» Work instructions:
The records below need to be repeated exactly, though not their pictures.

» Raw data:

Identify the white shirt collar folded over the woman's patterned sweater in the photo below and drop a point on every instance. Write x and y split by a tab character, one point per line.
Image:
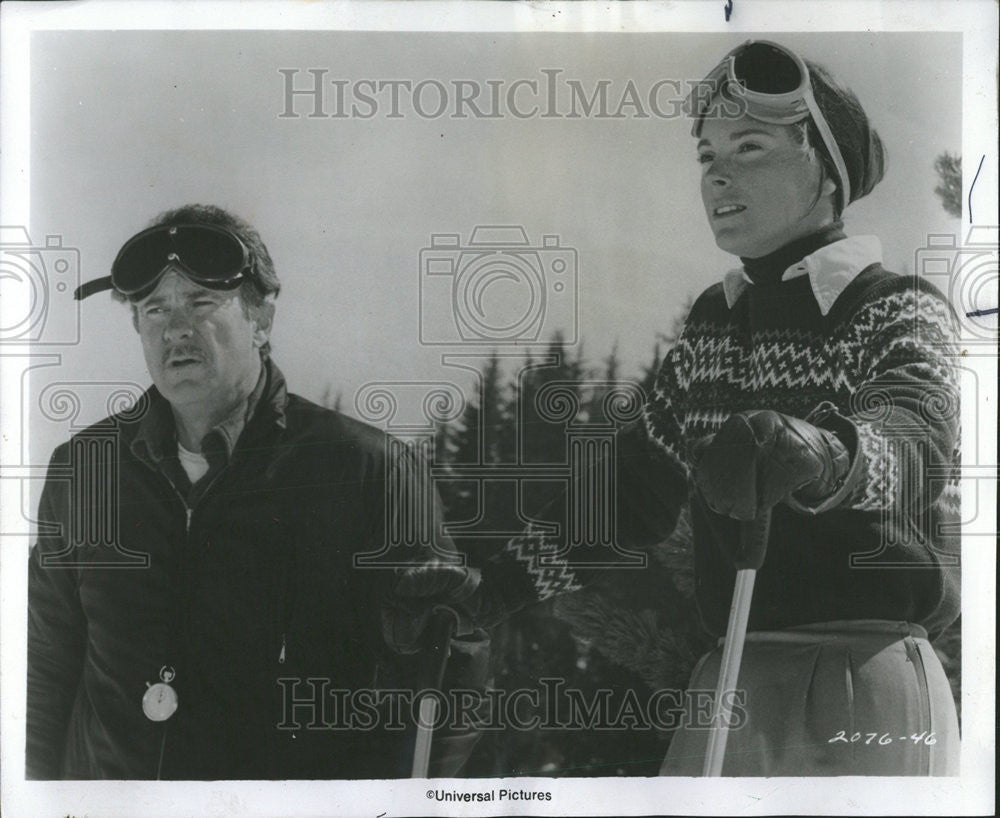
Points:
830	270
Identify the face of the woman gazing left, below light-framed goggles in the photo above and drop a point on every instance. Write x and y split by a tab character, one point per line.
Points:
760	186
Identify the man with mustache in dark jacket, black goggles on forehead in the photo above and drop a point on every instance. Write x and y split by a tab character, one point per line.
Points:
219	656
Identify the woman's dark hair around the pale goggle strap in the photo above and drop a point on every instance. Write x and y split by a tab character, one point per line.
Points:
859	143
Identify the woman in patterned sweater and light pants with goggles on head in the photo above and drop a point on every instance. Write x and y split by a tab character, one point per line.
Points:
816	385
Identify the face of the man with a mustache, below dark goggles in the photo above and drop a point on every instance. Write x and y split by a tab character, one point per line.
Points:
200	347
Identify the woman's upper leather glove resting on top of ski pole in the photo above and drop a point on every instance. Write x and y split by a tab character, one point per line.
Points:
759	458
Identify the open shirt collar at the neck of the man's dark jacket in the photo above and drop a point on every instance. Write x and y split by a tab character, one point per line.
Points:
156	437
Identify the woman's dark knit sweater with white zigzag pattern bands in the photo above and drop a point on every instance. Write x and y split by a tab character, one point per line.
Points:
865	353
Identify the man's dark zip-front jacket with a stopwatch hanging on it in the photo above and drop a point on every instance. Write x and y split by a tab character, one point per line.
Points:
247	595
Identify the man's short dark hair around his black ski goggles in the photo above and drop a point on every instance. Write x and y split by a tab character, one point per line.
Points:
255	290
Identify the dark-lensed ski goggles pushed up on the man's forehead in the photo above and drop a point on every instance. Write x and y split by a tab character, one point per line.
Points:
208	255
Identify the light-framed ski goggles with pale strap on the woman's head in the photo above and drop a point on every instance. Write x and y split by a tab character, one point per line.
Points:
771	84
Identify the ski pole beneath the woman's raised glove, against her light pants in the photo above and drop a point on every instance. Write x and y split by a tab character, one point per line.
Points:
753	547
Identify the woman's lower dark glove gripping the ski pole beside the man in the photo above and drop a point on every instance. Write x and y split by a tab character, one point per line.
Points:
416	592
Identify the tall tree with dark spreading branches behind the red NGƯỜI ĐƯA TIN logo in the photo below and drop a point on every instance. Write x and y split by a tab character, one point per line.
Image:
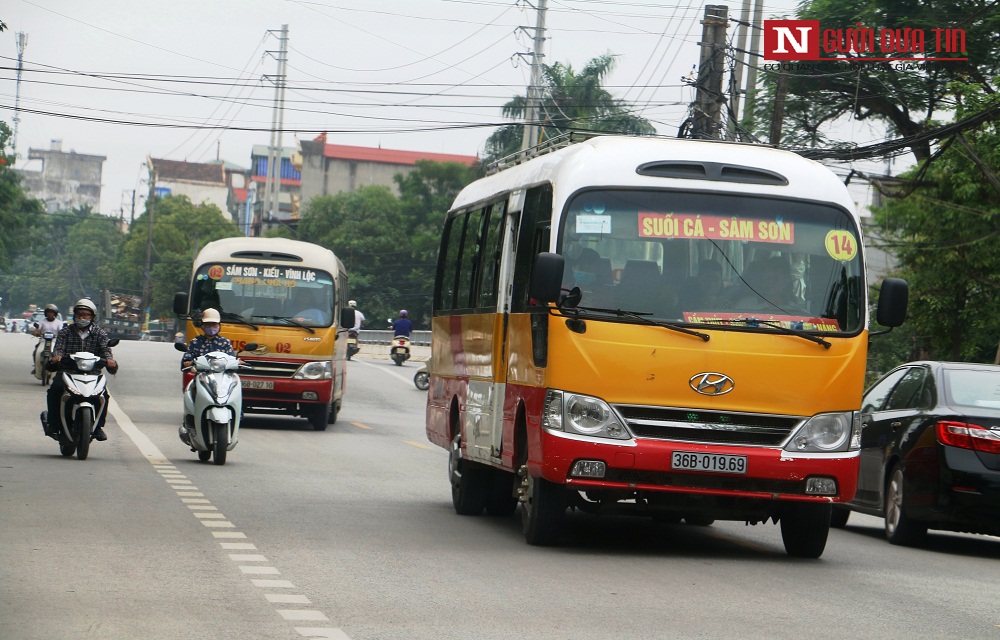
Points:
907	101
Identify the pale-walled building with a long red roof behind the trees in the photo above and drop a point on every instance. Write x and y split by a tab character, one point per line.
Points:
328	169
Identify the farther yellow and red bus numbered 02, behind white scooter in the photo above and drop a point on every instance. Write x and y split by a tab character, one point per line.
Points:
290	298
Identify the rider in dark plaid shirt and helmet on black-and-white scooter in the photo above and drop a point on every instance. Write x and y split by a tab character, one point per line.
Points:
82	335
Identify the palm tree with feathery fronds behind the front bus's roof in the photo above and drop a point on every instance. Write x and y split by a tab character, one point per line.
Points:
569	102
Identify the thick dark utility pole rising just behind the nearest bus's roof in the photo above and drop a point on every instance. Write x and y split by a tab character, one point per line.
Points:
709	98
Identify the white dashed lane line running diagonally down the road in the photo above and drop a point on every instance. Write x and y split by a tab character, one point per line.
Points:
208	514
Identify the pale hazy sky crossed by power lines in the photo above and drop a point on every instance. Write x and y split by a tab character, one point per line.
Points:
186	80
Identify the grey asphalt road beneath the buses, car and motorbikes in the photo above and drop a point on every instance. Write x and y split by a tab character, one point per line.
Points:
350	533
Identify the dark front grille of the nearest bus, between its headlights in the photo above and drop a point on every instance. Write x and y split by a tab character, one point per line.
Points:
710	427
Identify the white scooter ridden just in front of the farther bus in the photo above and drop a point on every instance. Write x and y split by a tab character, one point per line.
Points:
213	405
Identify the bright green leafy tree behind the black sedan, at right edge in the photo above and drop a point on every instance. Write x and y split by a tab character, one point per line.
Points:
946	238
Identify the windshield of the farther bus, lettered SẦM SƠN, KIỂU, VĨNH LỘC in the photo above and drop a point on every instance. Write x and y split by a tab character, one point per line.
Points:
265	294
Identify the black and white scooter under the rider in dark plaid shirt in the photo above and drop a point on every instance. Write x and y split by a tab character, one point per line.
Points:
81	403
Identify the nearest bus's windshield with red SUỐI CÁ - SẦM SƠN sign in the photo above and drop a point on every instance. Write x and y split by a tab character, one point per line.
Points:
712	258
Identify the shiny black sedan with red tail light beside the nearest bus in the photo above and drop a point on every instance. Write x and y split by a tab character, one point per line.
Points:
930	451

» Response for this exercise:
Identify the white shirt collar folded over the woman's patterned sweater in the photo below and drop a point on every instance. Write x and y split by a tab character, one point per line.
Image:
Points:
830	270
Identify the face of the woman gazing left, below light-framed goggles in the photo above and drop a point on every instance. Write x and y split by a tab character, one point per line.
Points:
760	186
Identify the man with mustache in dark jacket, black goggles on forehead in the photo above and drop a point on every instance. Write x and y split by a tab character, one point per line.
Points:
219	656
Identify the woman's dark hair around the pale goggle strap in the photo above and drop a point on every instance. Write x and y split by a tab character, one point per line.
Points:
859	143
Identify the woman in patterned sweater and light pants with goggles on head in the photo above and drop a point on every instance. Write x and y split by a tab character, one point per line.
Points:
816	385
Identify the face of the man with a mustache, below dark goggles in the photo above and drop a point on every instance. Write x and y split by a tab character, one point per line.
Points:
200	347
Identify the woman's upper leather glove resting on top of ski pole in the photo above and drop a point on every instance. Write x and y split by a tab character, one point per line.
Points:
759	458
Identify the open shirt collar at the neck of the man's dark jacket in the photo above and drop a point on every instance. Write x and y split by a tab character, one point per line.
Points:
156	437
Identify the woman's dark knit sweater with white zigzag pattern bands in the photo above and drop a point on every instance. Write x and y split by a tab character, one point per line.
Points:
865	353
Identify the man's dark zip-front jacket with a stopwatch hanging on it in the photo above and drop a point on every instance. Write x and y split by a tab character, one point per line.
Points:
247	595
Identify the man's short dark hair around his black ski goggles in the photo above and drop a point on every instance. Write x and y split by a tab character, one point per line.
Points:
255	290
Identify the dark-lensed ski goggles pushed up on the man's forehead in the photo above and drop a point on every instance. Write x and y split by a tab character, one point per line.
Points:
208	255
Identify the light-framed ski goggles with pale strap on the woman's head in the photo above and drop a point on every instance. Write x and y split by a tab character, one point per line.
Points:
771	84
Identify the ski pole beneath the woman's raised glove, against her light pants in the photo above and drop a point on every instance. Write x and y split by a tab character, one point per line.
Points:
753	547
Identify the woman's lower dark glove gripping the ski pole beside the man in the photo above and drop a point on every instance. Write x and y split by a tab character, one point per line.
Points:
416	592
Identify the tall tree with dark spreading branches behind the red NGƯỜI ĐƯA TIN logo in the photo below and drop a point on every instance. Write x and y split by a tab character, one point per line.
Image:
Points:
907	101
Identify the pale-walled building with a long red roof behind the trees in the photo above and drop a point on every instance. Write x and y split by a tab character, one point per line.
Points:
328	169
Identify the farther yellow and red bus numbered 02, behind white scooter in the photo above and drop a point on every instance. Write x and y split by a tab character, one point per line.
Points:
290	298
Identify the rider in dark plaid shirt and helmet on black-and-white scooter in the photo above and drop a point on every instance. Write x and y split by a tab character, one point per line.
Points:
82	335
Identify the palm tree with feathery fronds behind the front bus's roof in the photo above and drop a point on every instance. Write x and y split by a tab character, one point per line.
Points:
569	102
Identify the thick dark utility pole rising just behind the nearest bus's roof in the photo above and drop a point on every instance. Write x and y split by a tab character, one point per line.
Points:
709	98
Identify the white dashed lane line running diagonally down the road in the photo above and drop a point on every instance. Write x and y split by a tab character, one point per line.
Points:
208	514
Identify the pale hazy sky crossed by power lines in the photo above and drop a point on every instance. Write x and y split by a tab character, one point per line.
Points:
186	80
Identify the grey asphalt road beneath the buses, car and motorbikes in the photo above and drop a point on every instance. Write x and y split by a tab character, one point per line.
Points:
350	533
Identify the dark front grille of the nearest bus, between its headlights in the photo above and drop a point on every instance. Write x and y split by a tab character, one point per line.
Points:
710	427
Identify the white scooter ridden just in front of the farther bus in the photo above and drop a point on every instance. Write x and y split by a tab character, one point per line.
Points:
213	405
Identify the bright green leafy tree behind the black sedan, at right edge in the photo above and drop a point on every instance. Write x and y split by a tab character, one point per line.
Points:
946	238
Identify the windshield of the farther bus, lettered SẦM SƠN, KIỂU, VĨNH LỘC in the photo above and drop a point on every instance. Write x and y split by a tab character, one point per line.
Points:
265	294
Identify the black and white scooter under the rider in dark plaid shirt in the photo above and drop a point on every instance. Write x and y split by a tab character, one point per line.
Points:
81	403
Identify the nearest bus's windshield with red SUỐI CÁ - SẦM SƠN sign in the photo above and drop a point on every instance. Write x and y split by a tab character, one point per line.
Points:
712	258
Identify the shiny black sedan with red tail light beside the nearest bus in the photo above and drop a point on every instance. Write x and y split by a tab character, one point per line.
Points:
930	451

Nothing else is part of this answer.